Substitute "canopy" for every "awning" in the listing lines running from the line with "--detect open mouth --source image" to the line with "[10,166,26,188]", and write out only those lines with nothing else altered.

--- START SUPPLIED MATERIAL ---

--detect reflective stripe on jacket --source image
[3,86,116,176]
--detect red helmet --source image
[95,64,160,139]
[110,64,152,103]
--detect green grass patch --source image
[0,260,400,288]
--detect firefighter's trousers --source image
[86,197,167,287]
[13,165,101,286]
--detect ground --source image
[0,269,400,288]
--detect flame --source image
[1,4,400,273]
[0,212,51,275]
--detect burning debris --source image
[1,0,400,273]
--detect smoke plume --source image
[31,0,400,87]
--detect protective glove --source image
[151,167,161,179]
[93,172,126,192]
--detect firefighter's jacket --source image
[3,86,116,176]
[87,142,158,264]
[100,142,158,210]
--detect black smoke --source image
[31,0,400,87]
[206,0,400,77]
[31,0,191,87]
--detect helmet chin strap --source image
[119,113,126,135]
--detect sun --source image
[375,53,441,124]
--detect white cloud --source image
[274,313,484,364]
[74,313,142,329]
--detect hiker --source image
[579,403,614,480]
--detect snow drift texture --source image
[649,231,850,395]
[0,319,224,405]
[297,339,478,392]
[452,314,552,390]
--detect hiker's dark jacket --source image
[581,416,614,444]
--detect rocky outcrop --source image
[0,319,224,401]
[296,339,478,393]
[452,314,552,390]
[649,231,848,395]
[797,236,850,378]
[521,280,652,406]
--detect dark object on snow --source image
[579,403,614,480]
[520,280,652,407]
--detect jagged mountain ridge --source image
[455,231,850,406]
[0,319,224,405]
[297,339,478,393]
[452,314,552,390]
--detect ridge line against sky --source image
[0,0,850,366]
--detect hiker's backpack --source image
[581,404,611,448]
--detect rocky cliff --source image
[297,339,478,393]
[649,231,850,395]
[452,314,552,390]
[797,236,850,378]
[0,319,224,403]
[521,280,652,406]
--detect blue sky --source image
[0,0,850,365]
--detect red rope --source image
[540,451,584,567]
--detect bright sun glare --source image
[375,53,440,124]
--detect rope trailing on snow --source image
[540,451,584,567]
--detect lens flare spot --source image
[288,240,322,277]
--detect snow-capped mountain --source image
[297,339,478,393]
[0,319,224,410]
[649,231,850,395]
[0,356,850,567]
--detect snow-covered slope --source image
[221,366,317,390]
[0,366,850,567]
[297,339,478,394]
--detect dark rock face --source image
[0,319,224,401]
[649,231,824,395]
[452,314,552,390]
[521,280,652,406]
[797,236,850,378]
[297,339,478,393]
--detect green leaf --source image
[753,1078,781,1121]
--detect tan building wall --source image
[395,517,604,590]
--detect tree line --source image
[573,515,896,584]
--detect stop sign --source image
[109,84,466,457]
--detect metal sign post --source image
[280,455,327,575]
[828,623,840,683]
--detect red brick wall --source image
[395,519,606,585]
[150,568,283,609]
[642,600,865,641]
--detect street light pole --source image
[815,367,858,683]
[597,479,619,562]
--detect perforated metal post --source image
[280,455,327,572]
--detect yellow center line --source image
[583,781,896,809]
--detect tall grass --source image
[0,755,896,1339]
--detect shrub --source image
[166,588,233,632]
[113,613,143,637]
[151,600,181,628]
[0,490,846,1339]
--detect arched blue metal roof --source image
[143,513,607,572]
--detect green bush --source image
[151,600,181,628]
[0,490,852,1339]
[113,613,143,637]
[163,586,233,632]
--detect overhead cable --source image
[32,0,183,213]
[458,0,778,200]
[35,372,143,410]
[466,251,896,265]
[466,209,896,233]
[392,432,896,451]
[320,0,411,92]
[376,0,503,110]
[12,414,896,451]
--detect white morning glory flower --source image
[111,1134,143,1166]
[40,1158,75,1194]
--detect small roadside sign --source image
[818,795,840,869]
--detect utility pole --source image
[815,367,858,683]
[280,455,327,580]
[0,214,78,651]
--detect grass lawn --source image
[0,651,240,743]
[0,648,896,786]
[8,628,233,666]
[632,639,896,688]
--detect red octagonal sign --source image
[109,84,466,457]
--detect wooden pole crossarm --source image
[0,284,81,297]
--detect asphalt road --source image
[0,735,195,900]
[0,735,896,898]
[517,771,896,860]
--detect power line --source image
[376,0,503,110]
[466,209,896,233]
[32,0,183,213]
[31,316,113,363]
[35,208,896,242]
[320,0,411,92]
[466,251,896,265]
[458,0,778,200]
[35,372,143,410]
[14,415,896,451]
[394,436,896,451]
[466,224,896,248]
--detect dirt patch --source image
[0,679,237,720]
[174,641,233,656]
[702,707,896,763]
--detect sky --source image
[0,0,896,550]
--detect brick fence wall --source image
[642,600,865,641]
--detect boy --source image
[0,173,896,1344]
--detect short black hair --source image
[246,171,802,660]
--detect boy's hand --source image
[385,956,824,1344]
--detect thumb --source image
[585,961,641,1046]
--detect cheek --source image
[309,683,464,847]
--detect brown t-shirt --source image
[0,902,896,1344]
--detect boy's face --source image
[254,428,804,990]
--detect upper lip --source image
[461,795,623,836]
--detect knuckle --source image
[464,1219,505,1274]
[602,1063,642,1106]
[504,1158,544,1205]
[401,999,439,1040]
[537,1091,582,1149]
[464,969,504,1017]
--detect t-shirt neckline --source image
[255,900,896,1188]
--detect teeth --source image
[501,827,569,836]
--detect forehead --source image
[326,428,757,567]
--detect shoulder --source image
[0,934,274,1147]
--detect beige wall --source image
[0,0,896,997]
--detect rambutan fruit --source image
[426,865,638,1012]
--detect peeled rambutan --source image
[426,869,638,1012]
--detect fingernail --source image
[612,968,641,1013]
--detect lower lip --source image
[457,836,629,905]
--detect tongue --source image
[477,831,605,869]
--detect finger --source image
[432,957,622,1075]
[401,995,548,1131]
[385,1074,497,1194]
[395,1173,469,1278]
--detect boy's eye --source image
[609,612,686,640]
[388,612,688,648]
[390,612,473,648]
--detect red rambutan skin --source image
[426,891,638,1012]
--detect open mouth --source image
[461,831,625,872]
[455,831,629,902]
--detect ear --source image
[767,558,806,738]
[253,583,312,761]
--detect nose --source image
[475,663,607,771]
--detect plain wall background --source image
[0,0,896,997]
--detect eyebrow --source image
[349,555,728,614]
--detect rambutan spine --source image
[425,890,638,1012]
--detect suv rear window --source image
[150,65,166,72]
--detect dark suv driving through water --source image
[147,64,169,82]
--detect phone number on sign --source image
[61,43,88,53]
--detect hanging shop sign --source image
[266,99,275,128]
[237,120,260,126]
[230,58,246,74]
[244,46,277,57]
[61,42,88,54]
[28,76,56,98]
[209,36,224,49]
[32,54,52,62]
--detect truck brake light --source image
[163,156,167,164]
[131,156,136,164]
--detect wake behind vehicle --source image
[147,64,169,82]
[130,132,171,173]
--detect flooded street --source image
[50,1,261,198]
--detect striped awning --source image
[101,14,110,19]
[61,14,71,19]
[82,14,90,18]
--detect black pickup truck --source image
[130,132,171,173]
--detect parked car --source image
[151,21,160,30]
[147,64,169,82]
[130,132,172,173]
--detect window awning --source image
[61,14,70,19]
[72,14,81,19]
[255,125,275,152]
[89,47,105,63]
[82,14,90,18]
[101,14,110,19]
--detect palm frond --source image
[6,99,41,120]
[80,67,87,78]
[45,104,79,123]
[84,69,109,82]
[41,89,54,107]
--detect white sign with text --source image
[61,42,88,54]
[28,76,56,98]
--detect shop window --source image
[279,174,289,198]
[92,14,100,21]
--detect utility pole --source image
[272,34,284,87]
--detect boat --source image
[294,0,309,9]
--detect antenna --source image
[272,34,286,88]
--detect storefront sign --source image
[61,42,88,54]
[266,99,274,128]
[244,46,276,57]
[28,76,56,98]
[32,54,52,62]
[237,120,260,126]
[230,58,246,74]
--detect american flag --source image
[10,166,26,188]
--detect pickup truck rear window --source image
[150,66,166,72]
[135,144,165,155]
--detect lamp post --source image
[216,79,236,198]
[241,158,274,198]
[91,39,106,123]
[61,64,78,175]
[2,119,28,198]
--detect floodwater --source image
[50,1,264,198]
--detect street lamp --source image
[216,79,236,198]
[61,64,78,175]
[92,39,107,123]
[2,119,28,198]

--- END SUPPLIED MATERIAL ---

## [RESULT OF THE EXERCISE]
--detect open mouth --source image
[461,831,625,872]
[455,831,629,902]
--detect ear --source image
[767,558,806,738]
[253,583,312,761]
--detect nose --source image
[475,663,607,771]
--detect plain wall background --source image
[0,0,896,997]
--detect eyebrow --source image
[349,555,728,614]
--detect rambutan spine --source image
[425,890,638,1012]
--detect suv rear window --source image
[150,65,166,72]
--detect dark suv driving through water --source image
[147,64,169,82]
--detect phone number on sign --source image
[61,43,88,53]
--detect hanging shop sign --source image
[266,99,275,128]
[237,120,260,126]
[230,58,246,74]
[244,46,277,57]
[61,42,88,54]
[28,76,56,98]
[209,36,224,49]
[32,54,52,62]
--detect truck brake light --source image
[163,156,167,164]
[131,156,136,164]
--detect wake behind vehicle --source image
[147,64,169,82]
[130,132,171,173]
--detect flooded street --source image
[50,1,261,198]
--detect striped canopy --source image
[101,14,110,19]
[61,14,71,19]
[82,14,90,18]
--detect black pickup truck --source image
[130,132,171,173]
--detect parked car --source image
[151,21,160,30]
[147,64,169,82]
[130,132,172,173]
--detect window canopy --source image
[61,14,70,19]
[72,14,81,19]
[255,125,275,152]
[89,47,105,63]
[82,14,90,18]
[101,14,110,19]
--detect palm frond --source image
[6,99,41,120]
[80,67,87,78]
[45,104,79,123]
[84,69,109,82]
[41,89,54,107]
--detect white sign with text --source image
[61,42,88,54]
[28,76,56,98]
--detect shop window --source image
[279,174,289,198]
[92,14,100,21]
--detect utility pole --source image
[272,34,284,87]
--detect boat --source image
[294,0,309,9]
--detect antenna --source image
[272,34,286,88]
--detect storefront sign --source image
[61,42,88,54]
[266,99,274,128]
[244,46,276,57]
[28,76,56,98]
[32,54,52,62]
[237,120,260,126]
[230,58,246,74]
--detect american flag --source image
[10,166,26,188]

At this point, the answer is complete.